··· Material provided
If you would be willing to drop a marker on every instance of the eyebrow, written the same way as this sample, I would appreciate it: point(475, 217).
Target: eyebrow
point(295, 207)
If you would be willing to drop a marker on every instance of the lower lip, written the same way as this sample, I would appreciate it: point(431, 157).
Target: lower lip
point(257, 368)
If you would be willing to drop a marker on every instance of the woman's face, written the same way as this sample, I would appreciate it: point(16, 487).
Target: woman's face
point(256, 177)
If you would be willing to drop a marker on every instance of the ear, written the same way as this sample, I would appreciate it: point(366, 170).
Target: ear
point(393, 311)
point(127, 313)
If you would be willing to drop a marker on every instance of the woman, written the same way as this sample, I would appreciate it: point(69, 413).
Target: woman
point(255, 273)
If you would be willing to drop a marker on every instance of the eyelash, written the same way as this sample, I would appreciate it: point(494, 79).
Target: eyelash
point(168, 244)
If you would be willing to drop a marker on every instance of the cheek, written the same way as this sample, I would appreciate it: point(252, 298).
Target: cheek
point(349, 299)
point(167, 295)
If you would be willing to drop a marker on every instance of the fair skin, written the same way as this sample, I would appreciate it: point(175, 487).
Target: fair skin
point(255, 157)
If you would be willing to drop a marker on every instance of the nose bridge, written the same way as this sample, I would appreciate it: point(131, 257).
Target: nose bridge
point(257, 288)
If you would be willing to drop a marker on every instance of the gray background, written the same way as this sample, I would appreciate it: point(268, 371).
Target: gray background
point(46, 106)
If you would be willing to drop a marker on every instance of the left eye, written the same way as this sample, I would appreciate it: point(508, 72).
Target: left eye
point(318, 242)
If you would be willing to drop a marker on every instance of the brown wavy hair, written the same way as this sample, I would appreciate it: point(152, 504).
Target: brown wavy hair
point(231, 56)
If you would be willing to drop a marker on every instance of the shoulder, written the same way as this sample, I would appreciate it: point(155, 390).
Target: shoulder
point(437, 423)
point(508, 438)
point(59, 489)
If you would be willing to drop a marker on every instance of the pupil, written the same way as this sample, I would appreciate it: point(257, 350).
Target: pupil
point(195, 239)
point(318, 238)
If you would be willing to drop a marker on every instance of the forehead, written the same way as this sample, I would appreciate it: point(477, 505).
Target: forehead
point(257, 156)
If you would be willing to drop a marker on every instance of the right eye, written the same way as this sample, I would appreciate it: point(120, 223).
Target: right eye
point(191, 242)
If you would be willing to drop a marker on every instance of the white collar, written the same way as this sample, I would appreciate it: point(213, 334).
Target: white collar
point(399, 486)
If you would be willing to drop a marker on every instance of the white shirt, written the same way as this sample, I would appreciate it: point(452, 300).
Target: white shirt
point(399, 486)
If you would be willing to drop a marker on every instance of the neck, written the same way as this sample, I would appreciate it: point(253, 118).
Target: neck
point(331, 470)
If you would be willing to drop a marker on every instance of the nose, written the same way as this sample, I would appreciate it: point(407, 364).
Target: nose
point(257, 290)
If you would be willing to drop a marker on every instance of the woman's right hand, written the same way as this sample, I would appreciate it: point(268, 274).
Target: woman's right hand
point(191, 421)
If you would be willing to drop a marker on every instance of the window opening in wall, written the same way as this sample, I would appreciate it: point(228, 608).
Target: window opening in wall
······
▶ _Short problem_: Could you lay out all the items above as a numbered list, leaving out any blank lines?

▶ _Written response_:
1. If you would be willing to drop a marker on every instance of the eyebrow, written the same way as this sample, I would appreciate it: point(475, 217).
2. Target: eyebrow
3. point(295, 207)
4. If you would be willing to drop a marker on every instance of the lower lip, written the same way as this sample, I would appreciate it: point(431, 157).
5. Target: lower lip
6. point(257, 368)
7. If you would be willing to drop a marker on every instance of the woman's face, written the same way as this sample, I would appreciate it: point(16, 487).
8. Target: woman's face
9. point(256, 177)
10. If you would be willing to drop a marker on every instance of the ear, written the same way as this sample, I would appreciate it: point(366, 170).
11. Target: ear
12. point(393, 311)
13. point(127, 313)
14. If you would be willing to drop a marker on every instance of the woman, written the same way as this sample, I would appreciate it: point(69, 413).
15. Target: woman
16. point(255, 273)
17. If you would be willing to drop a marker on every instance of the eyelash, written the same way as this sample, I would appreciate it: point(494, 79).
18. Target: eyelash
19. point(168, 244)
20. If you would be willing to drop a marker on every instance of the cheek, written the same way as this sample, I would appreciate it: point(252, 298).
21. Target: cheek
22. point(349, 299)
23. point(167, 295)
24. If you would be willing to drop a marker on every instance of the fair skin, written the same way as this sample, I would appreciate it: point(175, 487).
25. Target: fair skin
26. point(255, 157)
27. If you would be willing to drop a marker on every instance of the nose bridge, written the same way as this sample, I would appreciate it: point(131, 257).
28. Target: nose bridge
29. point(257, 288)
30. If you would be willing to drop a marker on every instance of the gray background, written the same way as this sample, I would appreciate it: point(268, 371).
31. Target: gray background
32. point(46, 106)
33. If you would be willing to drop a marker on every instance of the left eye, written the same way as this sample, I would appreciate it: point(508, 72).
34. Target: left eye
35. point(318, 242)
36. If you would be willing to drop a marker on every instance of the brown wavy hair, written the same way as this sample, I would appreciate it: point(152, 504).
37. Target: brown wavy hair
38. point(231, 56)
39. If you would be willing to drop a marker on every instance of the shoulder, written the same way as this sample, I would appreciate it: point(155, 390).
40. Target: shoulder
41. point(437, 423)
42. point(508, 438)
43. point(59, 489)
44. If you would be willing to drop a marker on every instance of the pupil, written the same way as this sample, I would appreciate it: point(257, 350).
45. Target: pupil
46. point(195, 239)
47. point(318, 238)
48. If you would be willing to drop a marker on every instance of the forehead, written the same way as this sample, I would appreciate it: point(477, 505).
49. Target: forehead
50. point(257, 156)
51. If you would be willing to drop a marker on every instance of the right eye, written the same way as this sample, I would appreciate it: point(120, 223).
52. Target: right eye
53. point(191, 242)
54. If you would be willing to drop a marker on every instance of the white collar, written the same way as this sample, I would appreciate it: point(213, 334).
55. Target: white collar
56. point(399, 486)
57. If you would be willing to drop a marker on every instance of the white shirt, written the same way as this sample, I would appreciate it: point(452, 300).
58. Target: white shirt
59. point(399, 486)
60. If you would be willing to drop a marker on every instance of the neck, written the same way as this sample, I would appreciate it: point(253, 118).
61. Target: neck
62. point(331, 470)
63. If you would be willing to drop a marker on every instance of the nose, written the same way as this sample, I would appreciate it: point(407, 364).
64. Target: nose
65. point(257, 290)
66. If you would be willing to drop a marker on every instance of the woman's right hand, written the same way as this sample, I would appreciate it: point(268, 274).
67. Target: woman's right hand
68. point(191, 421)
69. If you would be willing to drop a marker on every instance of the window opening in wall, written the same way as this sample, I would appreciate it: point(228, 608).
70. Target: window opening in wall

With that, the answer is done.